Finanzinvestoren: Ungerechtfertigte Privilegien

Ausgabe 13/2007

Der Bund will mit einem Gesetz Wagniskapital fördern. Doch Finanzinvestoren sind die falsche Zielgruppe, um Gründer mit Kapital zu versorgen.

Private-Equity- und Hedge-Fonds versprechen ihren Anlegern extrem hohe Kapitalrenditen, die sie nur erzielen können, wenn sie Unternehmensteuern vermeiden. Darum bauen sie komplizierte Firmengebilde, mit denen sie sich in Deutschland ein "systemwidriges Steuerprivileg" sichern. Darauf weisen die beiden Professoren Lorenz Jarass und Gustav Obermair hin. Sie haben für die Hans-Böckler-Stiftung die Besteuerung von Private-Equity- und Hedge-Fonds untersucht. Der Fiskus geht in der Regel leer aus, denn

=> die erworbenen Unternehmen zahlen nichts, weil sie ihre Erträge mit den hohen Schulden aus dem Kaufpreis verrechnen und so den Gewinn reduzieren;

=> in Deutschland ansässige Fonds bleiben unbelastet, weil sie das Finanzamt oft als vermögensverwaltend einstuft - im Widerspruch zu ihrer offensichtlich gewerblichen Tätigkeit in der Beratung und Steuerung gekaufter Firmen;

=> die Geldgeber der Fonds haben ihren Sitz in Steueroasen.

Das Steuerprivileg eines "Vermögensverwalters" sollte nach Plänen des Finanzministers auf die Förderung von Wagniskapital für Unternehmensgründer im Bereich technologischer Innovationen eingeschränkt werden. Doch der nun vorliegende Gesetzesentwurf hat die Definition von Wagniskapital erheblich erweitert - und öffnet damit die Tür zu Steuersparmodellen, kritisieren Jarass und Obermair. Als förderungswürdiges Wagnis sollen dem Entwurf zufolge selbst Unternehmen mit einem Eigenkapital von 20 Millionen Euro gelten, die bis zu zehn Jahre bestehen. Eine solche Ausweitung zugunsten der Finanzinvestoren ist ökonomisch nicht gerechtfertigt, zeigen Jarass und Obermair.

Aufgabenliste =
• 1. Schreiben Sie aus dem Text über Finanzinvestoren den Abschnitt von "Finanzinvestoren: Ungerechtfertigte Privilegien" bis einschließlich "Kapital zu versorgen." wortgetreu ab.
• 2. Für welche Stiftung haben Lorenz Jarass und Gustav Obermair laut dem Text über Finanzinvestoren die Besteuerung von Private-Equity- und Hedge-Fonds untersucht?
• 3. Führen Sie den Text über Finanzinvestoren im Anschluss an seinen letzten Satz fort.

Auflistung =
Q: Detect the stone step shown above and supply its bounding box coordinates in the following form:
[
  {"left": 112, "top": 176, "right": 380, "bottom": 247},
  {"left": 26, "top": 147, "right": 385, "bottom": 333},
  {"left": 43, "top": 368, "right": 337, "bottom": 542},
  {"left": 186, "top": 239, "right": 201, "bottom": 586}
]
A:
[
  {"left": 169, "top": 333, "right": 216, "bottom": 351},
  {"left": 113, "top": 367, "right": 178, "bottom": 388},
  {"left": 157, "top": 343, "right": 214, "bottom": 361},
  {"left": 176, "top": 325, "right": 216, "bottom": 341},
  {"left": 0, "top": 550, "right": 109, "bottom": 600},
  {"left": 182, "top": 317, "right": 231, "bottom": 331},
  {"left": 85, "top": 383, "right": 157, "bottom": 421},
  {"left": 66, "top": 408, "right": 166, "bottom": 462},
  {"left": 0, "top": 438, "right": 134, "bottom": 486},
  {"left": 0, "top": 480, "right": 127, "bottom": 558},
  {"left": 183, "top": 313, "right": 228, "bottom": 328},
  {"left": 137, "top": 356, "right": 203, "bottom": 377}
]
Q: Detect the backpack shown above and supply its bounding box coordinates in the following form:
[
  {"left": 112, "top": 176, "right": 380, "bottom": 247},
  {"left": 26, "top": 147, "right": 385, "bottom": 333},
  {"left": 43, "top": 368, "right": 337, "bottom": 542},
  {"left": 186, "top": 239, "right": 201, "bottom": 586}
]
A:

Die Antworten =
• 1.
Finanzinvestoren: Ungerechtfertigte Privilegien

Ausgabe 13/2007

Der Bund will mit einem Gesetz Wagniskapital fördern. Doch Finanzinvestoren sind die falsche Zielgruppe, um Gründer mit Kapital zu versorgen.

• 2. Für die Hans-Böckler-Stiftung.

• 3.
Private Equity sorgt nicht für Wagniskapital: Das Kerngeschäft der Private-Equity-Branche ist der kreditfinanzierte Firmenkauf. Auf den Aufkauf großer und bereits bestehender Firmen entfielen im vergangenen Jahr 88,2 Prozent des Geldes, das die Fonds in Deutschland anlegten. Beteiligungen an High-Tech-Neugründungen machen hingegen nur einen kleinen Anteil aus: Gerade mal 6 Prozent ihrer Ausgaben investierte die PE-Branche 2006 in Start-ups. Und der Trend ist sogar rückläufig: Im ersten Quartal 2007 war der Betrag so niedrig wie zuletzt 2003. In der Bundesrepublik kommt das Risikokapital aus anderen Quellen, so Jarass und Obermair: aus der Forschungsförderung, von der Kreditanstalt für Wiederaufbau oder den Landesbanken.

Kapital ist in Deutschland keineswegs knapp: Die in Deutschland ansässigen Unternehmen haben 2005 ihren Finanzierungsbedarf zu fast 90 Prozent aus eigenen Mitteln gedeckt, gab die Bundesbank bekannt - das ist der zweithöchste Wert seit 1991. Die erwirtschafteten Beträge waren sogar höher als die Sachinvestitionen. "Dank ihrer günstigen Finanzlage hielt sich der externe Mittelbedarf der Firmen mit nur 16 Milliarden Euro in sehr engen Grenzen", so die Bundesbank. Von einem Mangel an Eigenkapital, der besondere Anreize für ausländische Investoren erfordert, kann keine Rede sein.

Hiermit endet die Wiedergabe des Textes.